--- START Extracted material ---

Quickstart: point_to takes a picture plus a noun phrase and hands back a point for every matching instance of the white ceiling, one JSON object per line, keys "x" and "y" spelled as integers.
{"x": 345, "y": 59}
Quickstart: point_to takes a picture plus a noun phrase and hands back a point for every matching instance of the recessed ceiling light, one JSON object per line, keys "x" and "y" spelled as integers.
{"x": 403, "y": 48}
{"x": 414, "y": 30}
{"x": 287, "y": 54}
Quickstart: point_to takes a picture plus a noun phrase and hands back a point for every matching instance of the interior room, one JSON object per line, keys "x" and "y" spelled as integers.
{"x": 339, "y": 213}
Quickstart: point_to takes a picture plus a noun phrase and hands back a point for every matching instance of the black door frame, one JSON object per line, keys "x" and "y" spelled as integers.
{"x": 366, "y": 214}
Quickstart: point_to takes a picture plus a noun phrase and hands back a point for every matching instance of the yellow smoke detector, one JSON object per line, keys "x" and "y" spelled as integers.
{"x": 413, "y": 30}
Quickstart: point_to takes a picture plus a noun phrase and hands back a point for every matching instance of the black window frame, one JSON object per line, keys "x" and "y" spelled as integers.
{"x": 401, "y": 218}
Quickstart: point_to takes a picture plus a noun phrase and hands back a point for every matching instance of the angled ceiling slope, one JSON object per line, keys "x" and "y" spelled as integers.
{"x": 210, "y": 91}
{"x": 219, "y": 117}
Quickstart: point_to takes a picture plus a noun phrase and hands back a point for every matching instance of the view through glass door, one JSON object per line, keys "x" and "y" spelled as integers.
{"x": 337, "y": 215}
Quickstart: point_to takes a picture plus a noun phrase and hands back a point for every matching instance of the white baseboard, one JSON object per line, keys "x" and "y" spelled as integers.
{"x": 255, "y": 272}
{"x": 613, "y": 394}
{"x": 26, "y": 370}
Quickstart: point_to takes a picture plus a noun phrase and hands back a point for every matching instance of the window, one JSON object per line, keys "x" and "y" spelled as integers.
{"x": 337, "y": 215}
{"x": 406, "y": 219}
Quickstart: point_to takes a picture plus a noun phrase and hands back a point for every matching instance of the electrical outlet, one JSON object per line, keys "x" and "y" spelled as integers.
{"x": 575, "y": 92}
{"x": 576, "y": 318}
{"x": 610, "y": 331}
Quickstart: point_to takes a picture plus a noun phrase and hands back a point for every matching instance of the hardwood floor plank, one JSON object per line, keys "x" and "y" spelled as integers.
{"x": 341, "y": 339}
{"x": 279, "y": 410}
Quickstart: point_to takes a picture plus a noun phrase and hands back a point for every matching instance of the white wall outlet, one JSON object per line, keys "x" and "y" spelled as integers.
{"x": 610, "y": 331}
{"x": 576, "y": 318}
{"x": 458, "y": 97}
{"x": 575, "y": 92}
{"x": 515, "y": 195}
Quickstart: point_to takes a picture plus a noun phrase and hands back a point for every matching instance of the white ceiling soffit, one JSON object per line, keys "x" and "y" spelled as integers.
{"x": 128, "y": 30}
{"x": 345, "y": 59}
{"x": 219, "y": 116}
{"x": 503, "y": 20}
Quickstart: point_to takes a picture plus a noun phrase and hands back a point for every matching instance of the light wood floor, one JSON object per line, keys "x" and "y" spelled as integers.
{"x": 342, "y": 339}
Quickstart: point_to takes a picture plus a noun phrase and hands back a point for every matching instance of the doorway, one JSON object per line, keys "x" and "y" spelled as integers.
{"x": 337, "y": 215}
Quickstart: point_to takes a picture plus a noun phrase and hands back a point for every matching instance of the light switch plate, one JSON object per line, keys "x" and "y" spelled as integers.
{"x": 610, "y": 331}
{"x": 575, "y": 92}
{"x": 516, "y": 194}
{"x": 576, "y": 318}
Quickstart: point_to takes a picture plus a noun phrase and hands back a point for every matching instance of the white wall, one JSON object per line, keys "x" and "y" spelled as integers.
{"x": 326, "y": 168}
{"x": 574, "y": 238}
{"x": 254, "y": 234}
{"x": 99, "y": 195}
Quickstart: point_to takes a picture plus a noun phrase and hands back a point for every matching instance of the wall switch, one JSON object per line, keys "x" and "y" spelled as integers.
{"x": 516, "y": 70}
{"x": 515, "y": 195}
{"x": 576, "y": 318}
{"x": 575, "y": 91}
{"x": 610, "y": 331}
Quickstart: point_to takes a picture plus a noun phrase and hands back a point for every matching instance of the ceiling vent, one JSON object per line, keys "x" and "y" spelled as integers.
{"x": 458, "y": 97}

--- END Extracted material ---

What you should do: Give the complete listing a second time, exactly as it reads.

Task output:
Quickstart: point_to takes a picture plus a noun phrase and hands back a point for every matching instance of the white ceiling, one JSON object per line, keys "x" and "y" spelled as integers.
{"x": 345, "y": 59}
Quickstart: point_to takes a picture plus a noun phrase and hands back a point for every matching instance of the recessed ceiling light, one JSON object per line, keys "x" and "y" spelled as integers.
{"x": 403, "y": 48}
{"x": 414, "y": 30}
{"x": 287, "y": 54}
Quickstart: point_to takes a picture plus a noun phrase and hands back a point for every matching instance of the interior room, one JSON object per line, keys "x" and "y" spelled as integers.
{"x": 339, "y": 213}
Quickstart: point_to takes a picture plus a noun phrase and hands back a point for every matching instance of the black door frame, one JSON object per line, keys "x" and "y" spelled as integers.
{"x": 366, "y": 214}
Quickstart: point_to takes a picture plus a noun phrase and hands back a point for every matching instance of the yellow smoke detector, one JSON object per line, keys "x" and "y" spelled as integers.
{"x": 413, "y": 30}
Quickstart: point_to takes a picture plus a noun phrase and hands back a point for every matching instance of the black window frame, one JSON object per line, keys "x" and "y" spelled as integers.
{"x": 401, "y": 218}
Quickstart: point_to takes a picture plus a noun phrase and hands back a point for every matching instance of the angled ceiling slope, one JSON object per line, keys "x" and "y" spelled as integers.
{"x": 210, "y": 91}
{"x": 219, "y": 117}
Quickstart: point_to takes a picture plus a noun phrase and hands back a point for every matching instance of the view through glass door, one JSON object per line, keys "x" and "y" spelled as integers.
{"x": 337, "y": 215}
Quickstart: point_to takes a picture plus a noun phrase and hands back a point for every matching instance of the white baseboard, one JSON object per line, keys "x" and "y" spelled as integers.
{"x": 255, "y": 272}
{"x": 613, "y": 394}
{"x": 26, "y": 370}
Quickstart: point_to takes a picture plus a noun phrase and hands back a point for every matching instance of the window, one JSON object per line, keys "x" and "y" spelled as integers.
{"x": 337, "y": 215}
{"x": 406, "y": 219}
Quickstart: point_to takes a picture plus a noun phrase and hands back a point for every matching instance of the electrical outlet, one JSON object per line, keys "x" and "y" spelled as integers.
{"x": 575, "y": 92}
{"x": 576, "y": 318}
{"x": 610, "y": 331}
Quickstart: point_to takes a picture plus a noun phrase and hands back a point for every matching instance of the hardwood floor plank, one JSON object per line, keys "x" and "y" spelled as integers.
{"x": 341, "y": 339}
{"x": 279, "y": 410}
Quickstart: point_to takes a picture plus a noun phrase and hands back a point for every matching instance of the white wall outlet, one JSON object per line, keys "x" and "y" spelled as integers.
{"x": 610, "y": 331}
{"x": 576, "y": 318}
{"x": 458, "y": 97}
{"x": 575, "y": 92}
{"x": 515, "y": 195}
Quickstart: point_to takes a picture plus a noun phrase and hands back a point for every matching instance of the white ceiling soffit, one JSON object per line, keys "x" and "y" spelled as integers.
{"x": 128, "y": 30}
{"x": 345, "y": 59}
{"x": 219, "y": 116}
{"x": 503, "y": 20}
Quickstart: point_to takes a picture plus a noun phrase and hands back a point for every matching instance of the light wood floor, one JSON object per line, keys "x" and "y" spelled as integers.
{"x": 342, "y": 339}
Quickstart: point_to takes a picture plus a noun phrase and hands back a point for every matching instance of the doorway, one JSON object per line, keys "x" and "y" spelled as integers.
{"x": 337, "y": 215}
Quickstart: point_to takes a picture plus a noun phrase and hands back a point for every matching instance of the light switch plate, one JSON object per line, keys "x" and "y" spelled as integers.
{"x": 610, "y": 331}
{"x": 575, "y": 92}
{"x": 516, "y": 194}
{"x": 576, "y": 318}
Quickstart: point_to takes a picture plus a noun phrase and hands back a point for every matching instance of the white wall, one JSON object per line, keys "x" and "y" spelled as integers.
{"x": 326, "y": 168}
{"x": 574, "y": 238}
{"x": 254, "y": 234}
{"x": 99, "y": 195}
Quickstart: point_to takes a picture plus a noun phrase and hands back a point for every matching instance of the wall switch, one JSON object per line, keys "x" and "y" spelled as integers.
{"x": 516, "y": 70}
{"x": 515, "y": 195}
{"x": 576, "y": 318}
{"x": 575, "y": 91}
{"x": 610, "y": 331}
Quickstart: point_to takes a picture plus a noun phrase and hands back a point for every matching instance of the ceiling vent, one JSON object per line, keys "x" and "y" spelled as integers.
{"x": 458, "y": 97}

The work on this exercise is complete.